### PASSAGE GIVEN:

Bug 1278383

Summary: Data Tiering:detach tier commit with force is resulting in loss of IO(Transport endpoint is not connected)
Product: [Red Hat Storage] Red Hat Gluster Storage Reporter: Nag Pavan Chilakam <nchilaka>
Component: tierAssignee: Mohammed Rafi KC <rkavunga>
Status: CLOSED NOTABUG QA Contact: Nag Pavan Chilakam <nchilaka>
Severity: high Docs Contact:
Priority: high    
Version: rhgs-3.1CC: dlambrig, rhs-bugs, sankarshan, storage-qa-internal
Target Milestone: ---   
Target Release: ---   
Hardware: Unspecified   
OS: Unspecified   
Whiteboard: tier-attach-detach
Fixed In Version: Doc Type: Bug Fix
Doc Text:
Story Points: ---
Clone Of: 1264926 Environment:
Last Closed: 2016-07-01 04:15:38 UTC Type: Bug
Regression: --- Mount Type: ---
Documentation: --- CRM:
Verified Versions: Category: ---
oVirt Team: --- RHEL 7.3 requirements from Atomic Host:
Cloudforms Team: --- Target Upstream Version:
Embargoed:
Bug Depends On: 1264926    
Bug Blocks: 1276742    

Description Nag Pavan Chilakam 2015-11-05 11:32:22 UTC
+++ This bug was initially created as a clone of Bug #1264926 +++

Description of problem:
========================
I issued a direct commit force on a tier volume with IOs happening (say file creates of 10000). the new file creates for many files failed during the commit phase as below
touch: cannot touch ‘f995’: Transport endpoint is not connected
touch: cannot touch ‘f996’: Transport endpoint is not connected
touch: cannot touch ‘f997’: Transport endpoint is not connected
touch: cannot touch ‘f998’: Transport endpoint is not connected
touch: cannot touch ‘f999’: Transport endpoint is not connected
touch: cannot touch ‘f1000’: Transport endpoint is not connected
touch: cannot touch ‘f1001’: Transport endpoint is not connected
touch: cannot touch ‘f1002’: Transport endpoint is not connected
touch: cannot touch ‘f1003’: Transport endpoint is not connected
touch: cannot touch ‘f1004’: Transport endpoint is not connected
touch: cannot touch ‘f1005’: Transport endpoint is not connected
touch: cannot touch ‘f1006’: Transport endpoint is not connected
touch: cannot touch ‘f1007’: Transport endpoint is not connected
touch: cannot touch ‘f1008’: Transport endpoint is not connected
touch: cannot touch ‘f1009’: Transport endpoint is not connected


However, files continued with creation after certain point.

### TASKS TO PERFORM:
A) According to the bug report, why did the touch commands for files such as 'f995' through 'f1009' fail? Answer in one to three sentences.
B) Answer these questions from the bug report:
(i) What status is the bug listed with?
(ii) Which bug was this one originally created as a clone of?
(iii) Who is named as the assignee?
The records that come next are from a different source than the bug report.

Coordinate annotation records:
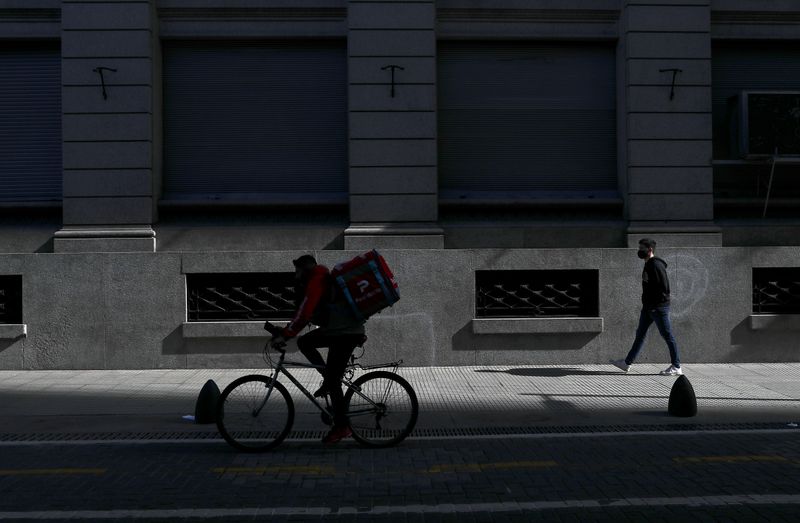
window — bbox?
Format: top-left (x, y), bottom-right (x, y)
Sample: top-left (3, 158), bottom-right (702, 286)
top-left (0, 42), bottom-right (62, 202)
top-left (475, 270), bottom-right (599, 318)
top-left (438, 41), bottom-right (617, 199)
top-left (164, 41), bottom-right (347, 203)
top-left (186, 272), bottom-right (296, 322)
top-left (712, 41), bottom-right (800, 206)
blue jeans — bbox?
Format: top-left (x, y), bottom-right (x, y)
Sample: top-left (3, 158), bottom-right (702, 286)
top-left (625, 306), bottom-right (681, 367)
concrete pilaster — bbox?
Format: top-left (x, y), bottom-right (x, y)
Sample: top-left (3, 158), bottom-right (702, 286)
top-left (619, 0), bottom-right (721, 246)
top-left (54, 0), bottom-right (160, 252)
top-left (345, 0), bottom-right (444, 249)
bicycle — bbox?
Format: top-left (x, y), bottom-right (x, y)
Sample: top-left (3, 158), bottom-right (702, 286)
top-left (216, 325), bottom-right (419, 452)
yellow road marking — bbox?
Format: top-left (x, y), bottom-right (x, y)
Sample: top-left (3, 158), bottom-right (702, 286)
top-left (423, 460), bottom-right (558, 474)
top-left (672, 455), bottom-right (789, 463)
top-left (211, 465), bottom-right (336, 474)
top-left (0, 468), bottom-right (107, 476)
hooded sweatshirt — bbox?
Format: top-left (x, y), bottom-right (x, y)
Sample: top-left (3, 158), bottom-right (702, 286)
top-left (283, 265), bottom-right (364, 340)
top-left (642, 256), bottom-right (669, 309)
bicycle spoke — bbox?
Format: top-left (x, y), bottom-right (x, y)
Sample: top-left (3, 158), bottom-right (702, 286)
top-left (347, 371), bottom-right (418, 446)
top-left (217, 376), bottom-right (293, 450)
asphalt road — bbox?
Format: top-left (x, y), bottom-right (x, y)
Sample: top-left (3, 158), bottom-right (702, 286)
top-left (0, 430), bottom-right (800, 523)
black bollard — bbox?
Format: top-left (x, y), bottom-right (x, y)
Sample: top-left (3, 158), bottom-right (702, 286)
top-left (668, 376), bottom-right (697, 418)
top-left (194, 380), bottom-right (219, 423)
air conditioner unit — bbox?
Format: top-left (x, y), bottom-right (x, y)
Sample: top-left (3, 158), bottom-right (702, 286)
top-left (730, 91), bottom-right (800, 158)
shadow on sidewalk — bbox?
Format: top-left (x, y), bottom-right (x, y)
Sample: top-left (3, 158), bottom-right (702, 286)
top-left (475, 367), bottom-right (658, 378)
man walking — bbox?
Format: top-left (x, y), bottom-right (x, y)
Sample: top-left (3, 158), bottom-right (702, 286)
top-left (611, 238), bottom-right (683, 376)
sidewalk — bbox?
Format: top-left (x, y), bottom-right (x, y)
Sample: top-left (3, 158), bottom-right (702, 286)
top-left (0, 363), bottom-right (800, 439)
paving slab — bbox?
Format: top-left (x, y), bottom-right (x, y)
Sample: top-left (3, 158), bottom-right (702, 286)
top-left (0, 363), bottom-right (800, 433)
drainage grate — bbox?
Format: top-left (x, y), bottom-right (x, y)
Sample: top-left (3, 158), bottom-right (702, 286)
top-left (0, 422), bottom-right (795, 442)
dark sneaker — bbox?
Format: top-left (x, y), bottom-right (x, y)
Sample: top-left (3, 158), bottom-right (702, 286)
top-left (322, 426), bottom-right (353, 445)
top-left (609, 360), bottom-right (631, 372)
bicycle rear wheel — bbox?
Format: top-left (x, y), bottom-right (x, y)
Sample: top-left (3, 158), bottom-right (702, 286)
top-left (217, 374), bottom-right (294, 452)
top-left (344, 370), bottom-right (419, 447)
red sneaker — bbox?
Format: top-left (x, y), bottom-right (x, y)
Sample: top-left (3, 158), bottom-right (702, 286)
top-left (322, 425), bottom-right (353, 445)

### WRITTEN RESPONSES:
A) A detach tier commit with force was issued directly on a tier volume while file creates were running. During the commit phase, many of the new file creates failed with the error "Transport endpoint is not connected."

B)
(i) CLOSED NOTABUG
(ii) Bug #1264926
(iii) Mohammed Rafi KC